=== Begin Enclosure ===
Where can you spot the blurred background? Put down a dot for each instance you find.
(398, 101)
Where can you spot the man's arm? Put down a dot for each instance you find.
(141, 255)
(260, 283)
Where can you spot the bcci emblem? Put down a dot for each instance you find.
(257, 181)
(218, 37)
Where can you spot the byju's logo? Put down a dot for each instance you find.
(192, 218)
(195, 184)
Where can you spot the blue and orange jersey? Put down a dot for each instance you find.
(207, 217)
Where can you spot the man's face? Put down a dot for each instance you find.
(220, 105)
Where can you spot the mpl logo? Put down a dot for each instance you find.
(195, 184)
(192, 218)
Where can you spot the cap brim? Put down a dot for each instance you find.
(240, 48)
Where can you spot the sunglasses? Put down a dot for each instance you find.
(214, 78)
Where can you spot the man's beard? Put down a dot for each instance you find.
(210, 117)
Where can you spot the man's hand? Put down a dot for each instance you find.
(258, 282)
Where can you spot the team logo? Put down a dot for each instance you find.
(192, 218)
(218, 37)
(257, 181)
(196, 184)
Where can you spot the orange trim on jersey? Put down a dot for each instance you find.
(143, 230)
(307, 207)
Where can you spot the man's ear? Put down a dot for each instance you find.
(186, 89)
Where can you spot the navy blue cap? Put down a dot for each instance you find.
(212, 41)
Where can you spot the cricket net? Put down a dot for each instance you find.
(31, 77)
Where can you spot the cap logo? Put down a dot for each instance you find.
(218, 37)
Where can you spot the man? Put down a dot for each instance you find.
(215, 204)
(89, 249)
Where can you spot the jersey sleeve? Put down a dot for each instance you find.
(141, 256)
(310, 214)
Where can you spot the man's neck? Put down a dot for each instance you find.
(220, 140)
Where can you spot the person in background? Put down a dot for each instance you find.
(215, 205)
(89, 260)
=== End Enclosure ===
WHAT NEEDS TO BE DONE: All of the material above should be printed again exactly as it is.

SOLUTION FOR THIS EXERCISE:
Where can you spot the blurred background? Put down a dot for each instance you find.
(398, 101)
Where can you spot the man's arm? Put down a dot for each instance you find.
(141, 255)
(260, 283)
Where can you spot the bcci emblem? Put down a dot for each instance you find.
(257, 181)
(218, 37)
Where can you spot the byju's logo? Put down a dot for each instance you find.
(192, 218)
(195, 184)
Where can you spot the blue and orange jersey? Put down a dot for each instance you find.
(207, 217)
Where can you spot the man's face? Put down a dot for each instance you find.
(220, 105)
Where can you spot the mpl logo? Put down a dot for each instance you find.
(195, 184)
(192, 218)
Where can you spot the cap brim? Put down a dot for each instance you find.
(240, 48)
Where can you spot the sunglasses? Put down a dot for each instance you find.
(214, 78)
Where can you spot the man's beard? Put down a dot for each instance you find.
(210, 117)
Where can you spot the man's hand? Put down a dot for each instance you find.
(258, 282)
Where can you spot the team logo? Put down a dot for each instance you find.
(192, 218)
(218, 37)
(257, 181)
(196, 184)
Where can you spot the orange trim on jersey? Put down a dot for each instance you find.
(143, 230)
(307, 207)
Where can you spot the man's ear? Put down a dot for each instance you find.
(186, 89)
Where can you spot the navy blue cap? Put down a dot for each instance you find.
(212, 41)
Where can you spot the cricket net? Put down a dot for each instance you find.
(31, 77)
Where can you spot the cap logo? Put down a dot for each instance you find.
(218, 37)
Where can you spot the man? Put down a dot for each instance you find.
(215, 204)
(89, 249)
Where can you spot the jersey sleeve? Put down a dot for each instance you find.
(141, 256)
(310, 214)
Where can you spot the man's neck? Put down a dot for each instance you find.
(220, 140)
Where can you spot the person in background? Put down a dot for each instance you find.
(215, 205)
(89, 260)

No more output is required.